# Petunjuk Tugas
1) Menurut potongan dokumen, berapa rasio kecukupan modal (CAR) Bank BTPN per akhir 2022?
2) Salin bagian potongan dokumen mulai dari "Adapun, Pengamat Pasar" sampai dengan "beberapa bulan terakhir." tanpa mengubah satu kata pun.

# Potongan Dokumen
----------------

Bank BTPN mencatatkan rasio kecukupan modal (CAR) 27,3% per akhir 2022, di atas ketentuan minimum regulator.

Direktur Utama Bank Ina Perdana Daniel Budirahayu juga menilai dampak dari bangkrutnya SVB tidak terlalu besar pengaruhnya, karena model bisnisnya berbeda, dan likuiditas bank dinilai dalam kondisi yang baik.

"Kami baru menambah Modal inti menjelang akhir tahun kemari oleh karena itu permodalan kami masih relative aman. Tahun ini belum ada wacana untuk melakukan corporate actions seperti rights issue maupun private placement," ujarnya.

Adapun, Pengamat Pasar Modal Universitas Indonesia (UI) Budi Frensidy menilai dengan kolapsnya sejumlah  bank besar di Amerika Serikat (AS) akan berdampak kepada semakin negatifnya pasar terhadap valuasi saham bank digital yang memang sudah terpuruk sejak beberapa bulan terakhir.

"Walau begitu saya pikir kesehatan bank digital semakin baik dengan dilakukannya efisiensi walaupun masih perlu waktu untuk memberikan laba bersih dan cash flow yang diharapkan," ujarnya.

Ia menyebut, antisipasi penguatan modal yang harus dilakukan bank-bank digital, yakni mengundang investor strategis, rights issue, dan rasionalisasi biaya yang ada.

Adapun Senior Vice President Lembaga Pengembangan Perbankan Indonesia (LPPI), Trioksa Siahaan melihat, dampaknya adalah terkait kepercayaan kepada bank khususnya bank digital.

Baca Juga: Fasilitasi Modal bagi Pelaku UMKM Perempuan, DANA Gaet Ant Group Hadirkan SisBerdaya

"Untuk kesehatan bank digital, sejauh ini cukup terbantu karena regulasi untuk perbankan sudah tergolong ketat hanya tetap perlu waspada bila melihat kasus yang terjadi pada SVB di Amerka," tuturnya.

Menurutnya, antisipasi yang harus dilakukan bank digital di tanah air adalah perlu diperkuat permodalan perbankan seperti yang sudah dilakukan sesuai dengan regulasi, serta pengawas perlu lebih mengawasi bisnis bank-bank digital agar tidak terjadi seperti kasus di Amerika.

Kepala Eksekutif Pengawas Perbankan OJK Dian Ediana Rae juga menilai, penutupan Silicon Valley Bank (SVB) oleh Federal Deposit Insurance Corporation (FDIC) Amerika Serikat tidak akan berdampak langsung terhadap industri perbankan Indonesia yang disebut memiliki kondisi yang kuat dan stabil.

----------------

# Data yang Ditampilkan
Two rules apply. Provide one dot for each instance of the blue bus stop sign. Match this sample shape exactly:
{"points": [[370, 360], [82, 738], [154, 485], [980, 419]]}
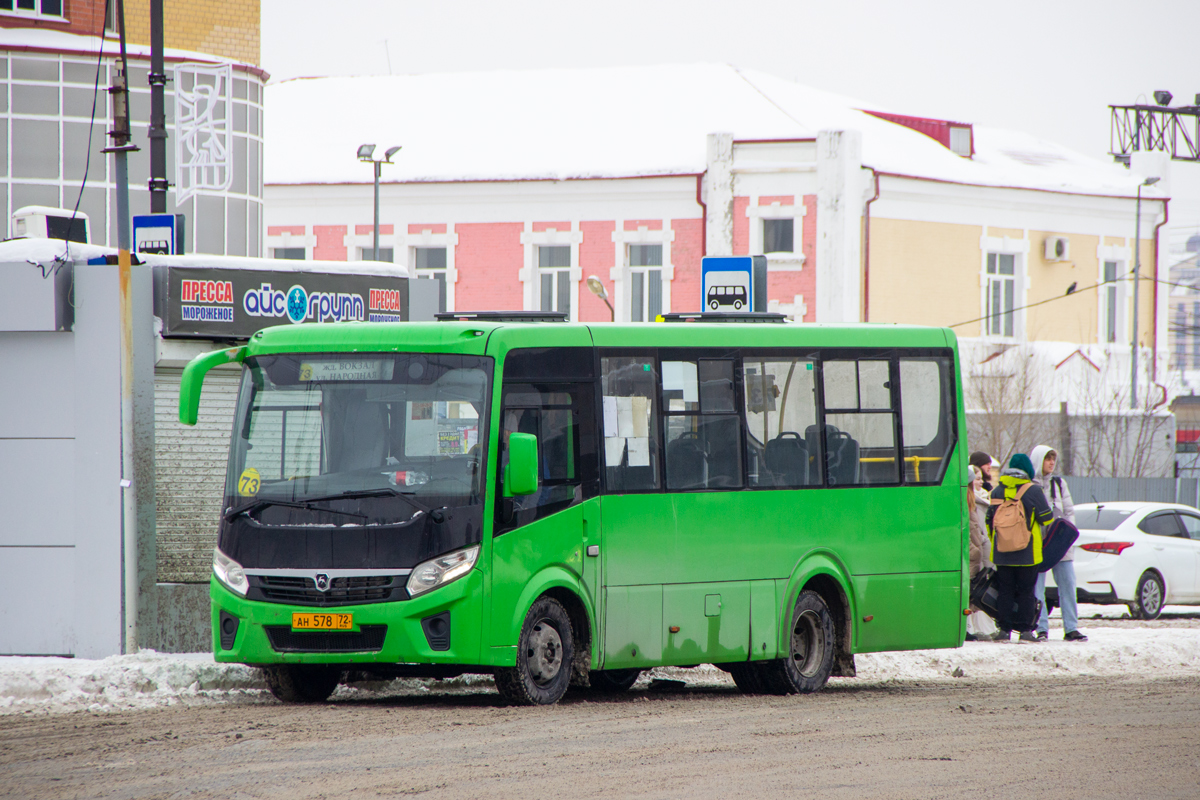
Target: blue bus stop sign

----------------

# Jawaban Berurutan
1) 27,3%

2)
Adapun, Pengamat Pasar Modal Universitas Indonesia (UI) Budi Frensidy menilai dengan kolapsnya sejumlah  bank besar di Amerika Serikat (AS) akan berdampak kepada semakin negatifnya pasar terhadap valuasi saham bank digital yang memang sudah terpuruk sejak beberapa bulan terakhir.